Exactly the lines from the one containing "Would you mind marking the calm" through the end of the data below are to be reproduced, and nothing besides them.

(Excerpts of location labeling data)
+ + + + + + +

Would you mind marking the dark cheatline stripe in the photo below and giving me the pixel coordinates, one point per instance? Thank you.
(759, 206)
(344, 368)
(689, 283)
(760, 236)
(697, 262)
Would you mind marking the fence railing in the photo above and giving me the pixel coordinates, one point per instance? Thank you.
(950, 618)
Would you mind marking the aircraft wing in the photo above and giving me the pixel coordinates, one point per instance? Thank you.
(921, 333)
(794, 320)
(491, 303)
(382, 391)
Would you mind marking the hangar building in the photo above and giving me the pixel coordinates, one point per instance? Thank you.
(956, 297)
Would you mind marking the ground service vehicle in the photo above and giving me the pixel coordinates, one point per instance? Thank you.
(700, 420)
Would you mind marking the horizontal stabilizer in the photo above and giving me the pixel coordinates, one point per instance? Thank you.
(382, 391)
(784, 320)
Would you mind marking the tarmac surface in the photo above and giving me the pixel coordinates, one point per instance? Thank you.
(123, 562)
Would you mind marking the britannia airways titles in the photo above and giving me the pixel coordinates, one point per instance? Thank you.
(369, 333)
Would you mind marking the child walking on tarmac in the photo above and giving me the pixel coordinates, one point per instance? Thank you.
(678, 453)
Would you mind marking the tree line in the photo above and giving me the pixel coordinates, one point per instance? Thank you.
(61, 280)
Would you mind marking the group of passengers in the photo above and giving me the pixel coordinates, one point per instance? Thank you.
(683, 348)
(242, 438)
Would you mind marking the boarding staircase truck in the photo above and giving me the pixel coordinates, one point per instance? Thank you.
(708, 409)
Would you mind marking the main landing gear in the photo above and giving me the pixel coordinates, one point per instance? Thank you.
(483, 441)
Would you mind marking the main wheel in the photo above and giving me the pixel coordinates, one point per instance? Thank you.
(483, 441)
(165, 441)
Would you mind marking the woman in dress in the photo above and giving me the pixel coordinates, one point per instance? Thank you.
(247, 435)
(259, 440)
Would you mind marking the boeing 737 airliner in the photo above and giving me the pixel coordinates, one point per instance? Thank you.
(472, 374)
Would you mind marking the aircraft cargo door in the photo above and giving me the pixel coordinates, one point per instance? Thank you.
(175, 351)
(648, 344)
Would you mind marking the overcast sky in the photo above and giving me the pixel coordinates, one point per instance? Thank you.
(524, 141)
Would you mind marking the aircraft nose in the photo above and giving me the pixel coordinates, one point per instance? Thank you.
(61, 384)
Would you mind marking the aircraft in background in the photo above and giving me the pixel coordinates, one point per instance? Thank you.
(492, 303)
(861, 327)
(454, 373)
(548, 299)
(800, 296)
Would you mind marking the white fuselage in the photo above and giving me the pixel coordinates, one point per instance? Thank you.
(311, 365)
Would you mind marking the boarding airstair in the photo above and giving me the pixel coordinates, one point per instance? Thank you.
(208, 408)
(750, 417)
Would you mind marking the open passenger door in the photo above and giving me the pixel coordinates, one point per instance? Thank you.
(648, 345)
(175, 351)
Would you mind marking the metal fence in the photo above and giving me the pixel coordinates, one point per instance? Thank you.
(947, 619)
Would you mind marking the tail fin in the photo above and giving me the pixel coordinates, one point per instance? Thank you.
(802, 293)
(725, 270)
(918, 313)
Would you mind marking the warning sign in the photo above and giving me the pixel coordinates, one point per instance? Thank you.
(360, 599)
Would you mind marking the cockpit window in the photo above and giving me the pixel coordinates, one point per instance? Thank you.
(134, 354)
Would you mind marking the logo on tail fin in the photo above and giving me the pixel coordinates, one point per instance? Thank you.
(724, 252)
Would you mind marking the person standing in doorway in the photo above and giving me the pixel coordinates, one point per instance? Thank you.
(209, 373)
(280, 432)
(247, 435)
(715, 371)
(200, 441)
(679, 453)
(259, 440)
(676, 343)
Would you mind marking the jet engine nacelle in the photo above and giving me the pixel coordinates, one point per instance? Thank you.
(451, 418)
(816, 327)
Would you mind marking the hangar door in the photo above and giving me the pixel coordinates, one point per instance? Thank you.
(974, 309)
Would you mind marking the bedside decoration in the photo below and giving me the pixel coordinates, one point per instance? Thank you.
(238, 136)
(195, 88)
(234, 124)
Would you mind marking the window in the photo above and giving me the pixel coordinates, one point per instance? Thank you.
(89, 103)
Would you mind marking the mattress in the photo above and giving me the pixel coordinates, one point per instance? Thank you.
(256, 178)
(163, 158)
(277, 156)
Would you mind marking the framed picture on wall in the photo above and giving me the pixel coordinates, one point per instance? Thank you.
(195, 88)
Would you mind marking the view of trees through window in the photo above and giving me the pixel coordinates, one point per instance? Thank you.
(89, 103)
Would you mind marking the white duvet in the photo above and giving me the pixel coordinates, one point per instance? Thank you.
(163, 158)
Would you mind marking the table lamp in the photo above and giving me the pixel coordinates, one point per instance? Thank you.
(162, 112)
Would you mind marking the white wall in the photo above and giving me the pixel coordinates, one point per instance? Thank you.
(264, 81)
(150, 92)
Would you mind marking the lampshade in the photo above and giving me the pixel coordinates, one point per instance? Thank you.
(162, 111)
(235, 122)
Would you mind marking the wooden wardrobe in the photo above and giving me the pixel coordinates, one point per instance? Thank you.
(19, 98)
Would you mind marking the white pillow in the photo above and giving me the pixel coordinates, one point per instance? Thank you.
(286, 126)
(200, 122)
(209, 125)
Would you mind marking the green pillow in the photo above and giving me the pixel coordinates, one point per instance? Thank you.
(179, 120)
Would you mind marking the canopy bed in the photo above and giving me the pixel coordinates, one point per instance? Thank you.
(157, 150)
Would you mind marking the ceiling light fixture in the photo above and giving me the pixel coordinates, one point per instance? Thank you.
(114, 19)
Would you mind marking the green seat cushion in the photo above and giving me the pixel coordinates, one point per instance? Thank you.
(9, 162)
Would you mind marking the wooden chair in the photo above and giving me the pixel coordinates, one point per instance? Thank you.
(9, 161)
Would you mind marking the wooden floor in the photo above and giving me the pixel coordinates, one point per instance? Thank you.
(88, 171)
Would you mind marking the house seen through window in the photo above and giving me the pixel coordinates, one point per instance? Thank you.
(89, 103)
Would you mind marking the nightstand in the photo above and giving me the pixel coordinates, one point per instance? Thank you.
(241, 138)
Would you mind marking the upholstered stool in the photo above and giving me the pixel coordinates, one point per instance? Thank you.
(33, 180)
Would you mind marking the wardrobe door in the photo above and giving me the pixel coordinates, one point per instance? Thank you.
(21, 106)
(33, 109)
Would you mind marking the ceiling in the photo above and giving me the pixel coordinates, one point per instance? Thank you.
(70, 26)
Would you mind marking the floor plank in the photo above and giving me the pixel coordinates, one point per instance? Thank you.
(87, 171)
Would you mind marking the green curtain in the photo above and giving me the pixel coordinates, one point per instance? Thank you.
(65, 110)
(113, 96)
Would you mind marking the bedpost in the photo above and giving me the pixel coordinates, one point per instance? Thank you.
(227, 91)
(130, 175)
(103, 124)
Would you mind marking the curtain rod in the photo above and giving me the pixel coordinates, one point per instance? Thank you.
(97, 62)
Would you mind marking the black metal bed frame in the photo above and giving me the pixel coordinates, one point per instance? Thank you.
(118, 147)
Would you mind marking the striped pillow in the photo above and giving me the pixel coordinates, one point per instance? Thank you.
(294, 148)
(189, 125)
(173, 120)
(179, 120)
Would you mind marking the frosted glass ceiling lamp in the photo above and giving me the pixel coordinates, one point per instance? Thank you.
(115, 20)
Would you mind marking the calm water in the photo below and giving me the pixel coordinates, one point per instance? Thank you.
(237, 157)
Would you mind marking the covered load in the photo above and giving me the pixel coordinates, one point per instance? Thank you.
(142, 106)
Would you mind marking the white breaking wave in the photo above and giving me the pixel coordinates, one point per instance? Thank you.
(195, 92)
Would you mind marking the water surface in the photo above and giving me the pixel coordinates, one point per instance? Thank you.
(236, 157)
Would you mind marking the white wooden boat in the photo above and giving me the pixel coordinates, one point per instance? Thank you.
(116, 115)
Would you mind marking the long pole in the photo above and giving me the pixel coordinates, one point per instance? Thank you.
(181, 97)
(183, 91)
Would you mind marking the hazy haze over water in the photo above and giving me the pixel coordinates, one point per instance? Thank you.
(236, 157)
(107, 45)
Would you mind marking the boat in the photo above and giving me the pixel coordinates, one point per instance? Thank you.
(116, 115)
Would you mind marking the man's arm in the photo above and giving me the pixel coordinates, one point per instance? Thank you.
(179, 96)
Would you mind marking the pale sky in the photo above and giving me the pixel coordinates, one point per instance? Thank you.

+ + + + + + +

■ **OUTPUT FOR THIS TASK**:
Would you mind marking the calm water in the photo below and giving me the pixel coordinates, one point per instance? Thank you.
(237, 157)
Would you mind marking the covered load in the photo above and giving me the pixel coordinates, one point per instance? Thank you.
(142, 106)
Would you mind marking the white breaking wave in the photo above and giving me the pixel coordinates, one point per instance? Thank you.
(195, 92)
Would you mind marking the water surface in the photo above and giving me the pixel coordinates, one point per instance? Thank you.
(236, 157)
Would you mind marking the white wooden boat in the photo above and giving me the pixel coordinates, one point per instance? Thank you.
(116, 115)
Would you mind marking the long pole in the photo above and giving me the pixel coordinates, one point per instance? Thank you.
(181, 97)
(183, 91)
Would you mind marking the hazy haze over water in the photo above and giving me the pixel coordinates, one point per instance? Thank you.
(236, 157)
(107, 45)
Would you mind marking the boat in the photo above and giving me the pixel coordinates, one point per instance? Thank you.
(116, 115)
Would you mind marking the man's arm in the photo above and giving me the pixel coordinates, one point per instance? Thank you.
(179, 96)
Would you mind marking the pale sky in the photo above and giving me the pixel coordinates, one point per instance? Thank you.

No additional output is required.